* Page excerpt:
*** Begin section ***

Published: Aug. 11, 2008
Updated: Aug. 12, 2008
Reporters & producers can visit Duke Medicine News and Communications for contact information.
By Duke Medicine News and Communications
In one of the first examinations of PSA screening in younger men, a study published by researchers at Duke Medicine's Prostate Center finds that one-fifth of men under age 50 reported undergoing a prostate specific antigen (PSA) test to detect prostate cancer in the previous year, yet only one in three young black men reported ever having a PSA test in the previous year.
Overall, that's pretty good news for white men at average risk, researchers say, but not for black men or men with a family history who are at higher risk for developing the disease.
The findings appear online in the journal Cancer and will appear in the print version on Sept. 15.
"Our findings for black men are discouraging," says Judd W. Moul, M.D., chief of the division of surgical urology at Duke and the paper's senior author. "We've been encouraging black men to get screened at age 40 or 45 for more than a decade, yet only one-third of these high-risk men reported being tested."
To assess how many men age 40-49 are being screened, Dr. Moul and Charles Scales, MD, a urology resident and researcher at Duke and the paper's first author, reviewed the 2002 Behavioral Risk Factor Surveillance System, an ongoing, state-based, random telephone survey of the U.S. population.
Their study showed several socio-demographic characteristics associated with PSA screening in young men. Young black men were more likely than young, white, non-Hispanic men to report having a PSA screening in the previous year. The survey also showed that younger Hispanic men were more likely to undergo PSA testing than younger white non-Hispanic men.
Health insurance, an ongoing physician-patient relationship, increasing obesity, and high household income and education level were also associated with having a recent PSA test.
"Our findings provide an important baseline assessment of PSA test use among young men as physicians debate whether to expand use of the PSA test in young men with risk-stratification strategies," says Scales.
Current guidelines encourage prostate cancer screening in men age 50 or older if they have a life expectancy of at least 10 years. High-risk groups, such as African Americans or those men with a positive family history, are encouraged to have a baseline screening at age 40.

*** End section ***

* Required action A:
Answer these questions from the PSA screening report:
(i) In which journal did the findings appear online?
(ii) Which survey did the researchers review to assess screening in men age 40-49?
(iii) At what age are high-risk groups encouraged to have a baseline screening?
* Required action B: Translate this sentence from the PSA screening report into Spanish: "The findings appear online in the journal Cancer and will appear in the print version on Sept. 15."
* Required action C: According to the PSA screening report, why does Judd W. Moul call the findings for black men discouraging? Answer in one to three sentences.
The items are not needed for what follows.

* Material provided:
*** Begin section ***

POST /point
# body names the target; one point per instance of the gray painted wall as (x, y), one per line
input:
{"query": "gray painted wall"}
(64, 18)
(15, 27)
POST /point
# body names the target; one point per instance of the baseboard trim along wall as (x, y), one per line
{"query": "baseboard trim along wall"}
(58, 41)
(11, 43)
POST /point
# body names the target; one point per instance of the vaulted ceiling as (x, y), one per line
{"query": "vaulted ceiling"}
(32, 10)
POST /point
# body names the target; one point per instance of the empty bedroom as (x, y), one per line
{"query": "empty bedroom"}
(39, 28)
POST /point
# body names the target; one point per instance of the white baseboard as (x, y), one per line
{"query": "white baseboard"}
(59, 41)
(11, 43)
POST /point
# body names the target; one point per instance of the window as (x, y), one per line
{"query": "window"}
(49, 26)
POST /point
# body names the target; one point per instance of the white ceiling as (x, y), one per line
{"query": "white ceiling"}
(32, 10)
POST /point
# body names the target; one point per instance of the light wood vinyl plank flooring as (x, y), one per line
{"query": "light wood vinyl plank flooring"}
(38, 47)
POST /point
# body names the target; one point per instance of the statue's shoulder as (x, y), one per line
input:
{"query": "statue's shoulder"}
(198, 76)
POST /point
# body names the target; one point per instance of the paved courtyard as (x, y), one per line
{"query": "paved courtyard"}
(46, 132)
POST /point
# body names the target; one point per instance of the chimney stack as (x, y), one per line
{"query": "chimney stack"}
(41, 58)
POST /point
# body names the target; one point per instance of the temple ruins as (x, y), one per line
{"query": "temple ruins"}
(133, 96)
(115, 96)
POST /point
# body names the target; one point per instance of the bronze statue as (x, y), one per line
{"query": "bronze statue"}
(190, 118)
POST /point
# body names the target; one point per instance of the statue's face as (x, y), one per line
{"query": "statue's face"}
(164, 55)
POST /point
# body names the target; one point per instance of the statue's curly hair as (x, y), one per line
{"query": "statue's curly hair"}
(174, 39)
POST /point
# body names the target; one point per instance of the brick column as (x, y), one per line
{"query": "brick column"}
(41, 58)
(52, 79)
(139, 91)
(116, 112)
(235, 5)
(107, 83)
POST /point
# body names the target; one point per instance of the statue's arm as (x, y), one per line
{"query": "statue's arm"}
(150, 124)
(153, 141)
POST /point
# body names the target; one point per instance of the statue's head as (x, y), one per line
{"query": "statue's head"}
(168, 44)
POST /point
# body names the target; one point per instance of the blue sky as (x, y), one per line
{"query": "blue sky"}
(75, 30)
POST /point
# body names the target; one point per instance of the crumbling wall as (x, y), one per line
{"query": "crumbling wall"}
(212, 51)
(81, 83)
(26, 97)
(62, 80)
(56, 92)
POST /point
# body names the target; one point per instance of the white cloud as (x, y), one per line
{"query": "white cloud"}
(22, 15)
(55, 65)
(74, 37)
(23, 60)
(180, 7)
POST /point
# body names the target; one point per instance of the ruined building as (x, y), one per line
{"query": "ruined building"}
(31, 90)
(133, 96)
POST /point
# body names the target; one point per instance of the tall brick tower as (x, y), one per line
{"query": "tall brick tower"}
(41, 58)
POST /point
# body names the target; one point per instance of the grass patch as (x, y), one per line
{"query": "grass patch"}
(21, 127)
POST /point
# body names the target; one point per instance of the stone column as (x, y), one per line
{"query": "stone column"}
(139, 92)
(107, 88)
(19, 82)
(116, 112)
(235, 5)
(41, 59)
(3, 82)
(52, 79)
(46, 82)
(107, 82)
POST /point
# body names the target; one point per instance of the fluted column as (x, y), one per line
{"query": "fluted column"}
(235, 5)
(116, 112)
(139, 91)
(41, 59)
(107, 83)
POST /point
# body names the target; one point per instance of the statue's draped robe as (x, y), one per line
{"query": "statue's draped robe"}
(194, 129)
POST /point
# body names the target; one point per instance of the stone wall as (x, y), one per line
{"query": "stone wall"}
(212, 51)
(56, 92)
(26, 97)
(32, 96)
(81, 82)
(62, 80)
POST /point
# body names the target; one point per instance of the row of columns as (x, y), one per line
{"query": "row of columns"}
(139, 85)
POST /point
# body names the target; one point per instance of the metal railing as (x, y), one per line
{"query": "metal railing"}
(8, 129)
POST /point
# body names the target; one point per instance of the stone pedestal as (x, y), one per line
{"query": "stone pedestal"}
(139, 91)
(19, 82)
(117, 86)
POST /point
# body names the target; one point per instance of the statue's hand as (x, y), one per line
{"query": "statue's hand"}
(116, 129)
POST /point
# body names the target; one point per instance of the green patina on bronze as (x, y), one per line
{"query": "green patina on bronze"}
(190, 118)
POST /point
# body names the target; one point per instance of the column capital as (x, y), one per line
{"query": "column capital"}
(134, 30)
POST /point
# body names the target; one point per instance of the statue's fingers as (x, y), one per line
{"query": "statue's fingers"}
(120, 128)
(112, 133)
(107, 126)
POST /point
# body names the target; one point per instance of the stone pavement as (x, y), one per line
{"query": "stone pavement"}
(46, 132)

*** End section ***

* Task solution A:
(i) Cancer
(ii) The 2002 Behavioral Risk Factor Surveillance System
(iii) Age 40

* Task solution B: Los hallazgos aparecen en línea en la revista Cancer y aparecerán en la versión impresa el 15 de septiembre.

* Task solution C: Black men have been encouraged to get screened at age 40 or 45 for more than a decade. Even so, only one-third of these high-risk men reported being tested.